Tuesday

Jun. 22, 2010


Wild Game

by Richard Newman

When my great grandma Lizzie moved to town,
her husband promptly sent her to finishing school—
for none of the dainty china or fancy jewels,
house full of servants or elaborate evening gowns
smoothed her backwoods edges or prettied her mouth,
its vocabulary rich in profanity.
She circled higher circles, flattered their vanity,
but kept the dishes that made her famous in the south:

raccoon in barberry sauce, Grand Pacific Game
Pie (with woodcock or snipe), herb-roasted otter,
Spanish fricasseed rabbit garnished with roses.
It wasn't that her wildness was tamed—
Lizzie used the finishing they taught her
to sneak the savagery in under their noses.

Roast haunch of venison, roast possum
with cranberry sauce, hare pie, quail on toast
points, merckle turtle stew, and the most
famous dish of all: cherry blossom
gravy, dumplings, and beer-battered squirrel.
But even when she cooked domesticated
fare, she made it game. Neighbors hated
to watch her grab a backyard hen, twirl

it over her head, and with a snap of the wrist
launch the headless bird into the air—
to land veering like a top too tightly wound
and raining a trail of blood on the dry ground.
And though its comb went limp, the eyes would stare
accusingly from Lizzie's bloodied fist.

"Wild Game" by Richard Newman, from Borrowed Towns. © Word Press, 2005. Reprinted with permission. (buy now)

On this day in 1878, Walt Whitman (books by this author) took a steamboat ride up the Hudson River and wrote a letter to his niece Hattie. He wrote: "I came up here last Thursday afternoon in the steamboat from NY — a fine day, and had a delightful journey — every thing to interest me — the constantly changing but ever beautiful panorama on both sides of the river all the way for nearly 100 miles here — the magnificent north river bay part of the shores of NY—the high straight walls of the rocky Palisades — the never-ending hills — beautiful Yonkers — the rapid succession of handsome villages and cities — the prevailing green—the great mountain sides of brown and blue rocks — the river itself — he innumerable elegant mansions in spots peeping all along through the woods and shrubbery — with the sloops and yachts, with their white sails, singly or in fleets, some near us always, some far off — etc etc etc..."

WHAT THE TASK REQUIRES:
Reproduce word for word the part of the text above that opens with the words containing "it over her" and closes with "Lizzie's bloodied fist.".

SOURCE INFORMATION:
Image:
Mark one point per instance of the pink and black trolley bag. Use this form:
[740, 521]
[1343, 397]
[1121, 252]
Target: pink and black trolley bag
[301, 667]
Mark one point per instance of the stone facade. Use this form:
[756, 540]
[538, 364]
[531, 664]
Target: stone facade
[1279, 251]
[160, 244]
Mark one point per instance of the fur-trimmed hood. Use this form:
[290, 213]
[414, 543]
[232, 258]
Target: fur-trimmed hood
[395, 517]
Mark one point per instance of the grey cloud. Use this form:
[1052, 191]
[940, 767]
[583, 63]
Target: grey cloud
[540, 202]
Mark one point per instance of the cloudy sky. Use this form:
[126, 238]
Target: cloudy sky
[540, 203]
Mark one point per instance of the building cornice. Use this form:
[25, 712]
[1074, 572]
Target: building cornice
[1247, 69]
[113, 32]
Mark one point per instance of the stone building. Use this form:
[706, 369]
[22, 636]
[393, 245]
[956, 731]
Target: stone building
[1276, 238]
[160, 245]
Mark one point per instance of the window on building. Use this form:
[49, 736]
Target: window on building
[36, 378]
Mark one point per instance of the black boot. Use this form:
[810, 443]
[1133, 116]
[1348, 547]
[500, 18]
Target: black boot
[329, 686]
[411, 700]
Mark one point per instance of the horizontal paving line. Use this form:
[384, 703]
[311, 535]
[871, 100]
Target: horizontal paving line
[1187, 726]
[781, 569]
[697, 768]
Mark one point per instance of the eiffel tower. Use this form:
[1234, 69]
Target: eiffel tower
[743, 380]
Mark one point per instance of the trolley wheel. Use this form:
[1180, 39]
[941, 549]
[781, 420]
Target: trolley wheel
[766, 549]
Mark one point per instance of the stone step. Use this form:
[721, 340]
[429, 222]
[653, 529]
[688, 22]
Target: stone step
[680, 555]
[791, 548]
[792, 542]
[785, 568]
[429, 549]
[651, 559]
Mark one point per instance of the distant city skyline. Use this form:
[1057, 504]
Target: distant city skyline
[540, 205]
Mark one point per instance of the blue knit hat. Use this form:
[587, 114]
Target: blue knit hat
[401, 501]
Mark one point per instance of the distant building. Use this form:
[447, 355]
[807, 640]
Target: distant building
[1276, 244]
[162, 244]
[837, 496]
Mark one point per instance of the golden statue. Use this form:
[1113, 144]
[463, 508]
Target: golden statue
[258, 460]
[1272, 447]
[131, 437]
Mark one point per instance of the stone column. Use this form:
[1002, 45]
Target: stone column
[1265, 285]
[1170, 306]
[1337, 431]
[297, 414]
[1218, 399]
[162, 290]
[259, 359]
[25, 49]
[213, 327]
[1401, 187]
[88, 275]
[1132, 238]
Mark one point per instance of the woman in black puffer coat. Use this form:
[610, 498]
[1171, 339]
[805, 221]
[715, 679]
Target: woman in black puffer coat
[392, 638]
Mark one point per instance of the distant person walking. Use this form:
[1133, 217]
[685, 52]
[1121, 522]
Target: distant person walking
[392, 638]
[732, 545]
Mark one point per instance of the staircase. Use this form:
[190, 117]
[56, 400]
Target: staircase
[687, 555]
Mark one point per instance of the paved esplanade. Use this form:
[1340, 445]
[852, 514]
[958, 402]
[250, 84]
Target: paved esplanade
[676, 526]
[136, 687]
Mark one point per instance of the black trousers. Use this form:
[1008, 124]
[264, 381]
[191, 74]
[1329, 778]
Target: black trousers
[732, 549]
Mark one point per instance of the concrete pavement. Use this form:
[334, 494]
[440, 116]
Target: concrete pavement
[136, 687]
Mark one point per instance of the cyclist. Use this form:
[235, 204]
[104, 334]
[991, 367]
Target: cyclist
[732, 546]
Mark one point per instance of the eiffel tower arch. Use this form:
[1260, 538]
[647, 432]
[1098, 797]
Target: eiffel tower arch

YOUR RESPONSE:
it over her head, and with a snap of the wrist
launch the headless bird into the air—
to land veering like a top too tightly wound
and raining a trail of blood on the dry ground.
And though its comb went limp, the eyes would stare
accusingly from Lizzie's bloodied fist.